▶ _Task requirements_
Identify and copy each line of the items below that contains the word "clicks", treating uppercase and lowercase letters as distinct.
= Beginning of Section =
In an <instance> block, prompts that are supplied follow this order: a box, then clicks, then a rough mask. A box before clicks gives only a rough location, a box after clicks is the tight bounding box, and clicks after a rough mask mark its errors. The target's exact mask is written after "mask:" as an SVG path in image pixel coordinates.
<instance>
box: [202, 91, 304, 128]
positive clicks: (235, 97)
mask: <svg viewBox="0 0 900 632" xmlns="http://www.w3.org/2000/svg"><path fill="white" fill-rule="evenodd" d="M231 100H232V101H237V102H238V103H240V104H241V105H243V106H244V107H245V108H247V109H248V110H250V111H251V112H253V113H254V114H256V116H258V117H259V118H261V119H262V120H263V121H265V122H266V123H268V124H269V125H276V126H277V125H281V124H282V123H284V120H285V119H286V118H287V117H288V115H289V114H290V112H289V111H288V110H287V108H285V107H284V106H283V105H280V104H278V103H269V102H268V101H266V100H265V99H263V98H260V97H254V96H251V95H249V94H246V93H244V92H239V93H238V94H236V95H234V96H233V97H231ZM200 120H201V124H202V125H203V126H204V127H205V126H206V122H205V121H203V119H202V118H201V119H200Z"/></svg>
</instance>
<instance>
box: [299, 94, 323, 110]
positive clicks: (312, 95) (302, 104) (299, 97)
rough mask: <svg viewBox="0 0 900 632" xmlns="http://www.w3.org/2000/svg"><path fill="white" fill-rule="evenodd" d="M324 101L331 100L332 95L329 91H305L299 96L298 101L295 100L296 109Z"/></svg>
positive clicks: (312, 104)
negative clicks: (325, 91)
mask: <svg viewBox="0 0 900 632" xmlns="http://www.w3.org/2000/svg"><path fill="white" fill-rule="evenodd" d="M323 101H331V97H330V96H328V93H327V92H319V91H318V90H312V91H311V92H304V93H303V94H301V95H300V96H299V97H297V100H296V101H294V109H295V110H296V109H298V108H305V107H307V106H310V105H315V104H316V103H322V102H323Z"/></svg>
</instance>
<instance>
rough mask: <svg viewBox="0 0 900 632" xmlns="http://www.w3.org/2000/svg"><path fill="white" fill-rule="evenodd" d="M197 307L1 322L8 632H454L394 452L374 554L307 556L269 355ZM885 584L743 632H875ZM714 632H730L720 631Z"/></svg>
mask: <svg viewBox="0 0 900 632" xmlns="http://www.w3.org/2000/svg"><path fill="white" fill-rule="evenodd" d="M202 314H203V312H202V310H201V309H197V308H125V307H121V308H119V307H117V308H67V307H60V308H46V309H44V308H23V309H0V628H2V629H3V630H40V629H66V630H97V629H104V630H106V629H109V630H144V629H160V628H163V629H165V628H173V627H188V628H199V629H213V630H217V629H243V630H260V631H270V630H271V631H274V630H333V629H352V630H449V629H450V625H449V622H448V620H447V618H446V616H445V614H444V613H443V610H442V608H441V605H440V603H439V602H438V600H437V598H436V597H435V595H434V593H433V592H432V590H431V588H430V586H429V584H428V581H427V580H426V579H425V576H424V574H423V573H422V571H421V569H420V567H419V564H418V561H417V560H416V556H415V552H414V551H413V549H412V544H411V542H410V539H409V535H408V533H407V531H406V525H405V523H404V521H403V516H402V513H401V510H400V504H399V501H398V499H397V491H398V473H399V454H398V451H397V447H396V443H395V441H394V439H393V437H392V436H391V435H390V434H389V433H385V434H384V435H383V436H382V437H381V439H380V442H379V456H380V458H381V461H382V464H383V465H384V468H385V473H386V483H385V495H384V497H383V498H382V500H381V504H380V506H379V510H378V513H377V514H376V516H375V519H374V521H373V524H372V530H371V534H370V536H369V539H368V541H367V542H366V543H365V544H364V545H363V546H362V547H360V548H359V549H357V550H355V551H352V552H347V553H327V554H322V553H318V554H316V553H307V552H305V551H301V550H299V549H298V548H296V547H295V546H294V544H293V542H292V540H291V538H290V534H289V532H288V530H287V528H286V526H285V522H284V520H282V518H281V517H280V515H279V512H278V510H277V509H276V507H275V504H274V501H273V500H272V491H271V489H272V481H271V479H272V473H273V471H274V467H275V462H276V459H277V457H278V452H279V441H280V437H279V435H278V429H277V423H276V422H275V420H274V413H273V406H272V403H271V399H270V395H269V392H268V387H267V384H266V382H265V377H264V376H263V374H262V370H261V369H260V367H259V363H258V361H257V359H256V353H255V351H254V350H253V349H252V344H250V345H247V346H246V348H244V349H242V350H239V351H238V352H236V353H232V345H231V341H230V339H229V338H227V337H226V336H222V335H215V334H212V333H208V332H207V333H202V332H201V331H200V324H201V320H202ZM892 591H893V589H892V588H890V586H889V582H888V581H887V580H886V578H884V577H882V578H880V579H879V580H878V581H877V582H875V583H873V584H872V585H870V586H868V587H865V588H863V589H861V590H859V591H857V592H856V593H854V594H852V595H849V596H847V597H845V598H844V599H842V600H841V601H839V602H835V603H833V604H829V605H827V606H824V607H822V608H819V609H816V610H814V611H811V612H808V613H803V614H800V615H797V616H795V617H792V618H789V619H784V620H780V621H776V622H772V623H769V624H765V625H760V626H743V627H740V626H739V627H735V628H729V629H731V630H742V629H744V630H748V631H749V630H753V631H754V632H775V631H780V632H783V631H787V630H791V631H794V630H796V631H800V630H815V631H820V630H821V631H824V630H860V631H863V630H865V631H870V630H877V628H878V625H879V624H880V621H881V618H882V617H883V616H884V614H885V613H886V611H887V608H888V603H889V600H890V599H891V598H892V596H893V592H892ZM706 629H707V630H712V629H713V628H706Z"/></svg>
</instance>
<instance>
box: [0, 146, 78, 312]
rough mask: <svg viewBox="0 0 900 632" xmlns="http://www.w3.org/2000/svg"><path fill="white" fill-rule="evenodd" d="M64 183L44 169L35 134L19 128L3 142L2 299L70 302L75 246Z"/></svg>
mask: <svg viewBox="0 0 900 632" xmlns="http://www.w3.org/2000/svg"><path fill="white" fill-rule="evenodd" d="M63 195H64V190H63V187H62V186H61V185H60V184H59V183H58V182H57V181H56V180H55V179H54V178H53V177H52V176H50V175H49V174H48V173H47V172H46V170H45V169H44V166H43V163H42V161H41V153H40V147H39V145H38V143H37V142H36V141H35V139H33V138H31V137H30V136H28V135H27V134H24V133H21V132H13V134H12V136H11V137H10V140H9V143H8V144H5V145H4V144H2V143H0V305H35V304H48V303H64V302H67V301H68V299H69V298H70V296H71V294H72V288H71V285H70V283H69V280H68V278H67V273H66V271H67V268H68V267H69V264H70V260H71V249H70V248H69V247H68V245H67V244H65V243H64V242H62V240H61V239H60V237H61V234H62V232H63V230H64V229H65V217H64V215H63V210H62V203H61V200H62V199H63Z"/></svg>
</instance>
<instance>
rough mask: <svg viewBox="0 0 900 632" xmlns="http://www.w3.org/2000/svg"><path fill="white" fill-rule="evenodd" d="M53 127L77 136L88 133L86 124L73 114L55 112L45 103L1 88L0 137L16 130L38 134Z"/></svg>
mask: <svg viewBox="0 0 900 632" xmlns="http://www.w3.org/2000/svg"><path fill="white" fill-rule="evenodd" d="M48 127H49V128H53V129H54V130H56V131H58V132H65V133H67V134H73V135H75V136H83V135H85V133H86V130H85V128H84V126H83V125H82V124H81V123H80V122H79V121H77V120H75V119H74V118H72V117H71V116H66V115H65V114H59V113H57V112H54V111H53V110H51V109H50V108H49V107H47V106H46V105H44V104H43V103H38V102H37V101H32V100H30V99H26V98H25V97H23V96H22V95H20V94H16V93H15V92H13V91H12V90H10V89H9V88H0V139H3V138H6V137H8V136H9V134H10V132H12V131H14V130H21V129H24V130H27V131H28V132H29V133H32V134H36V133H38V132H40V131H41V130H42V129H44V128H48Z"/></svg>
= End of Section =
▶ _Solution for this problem_
In an <instance> block, prompts that are supplied follow this order: a box, then clicks, then a rough mask. A box before clicks gives only a rough location, a box after clicks is the tight bounding box, and clicks after a rough mask mark its errors. The target's exact mask is written after "mask:" as an SVG path in image pixel coordinates.
positive clicks: (235, 97)
positive clicks: (312, 95) (302, 104) (299, 97)
positive clicks: (312, 104)
negative clicks: (325, 91)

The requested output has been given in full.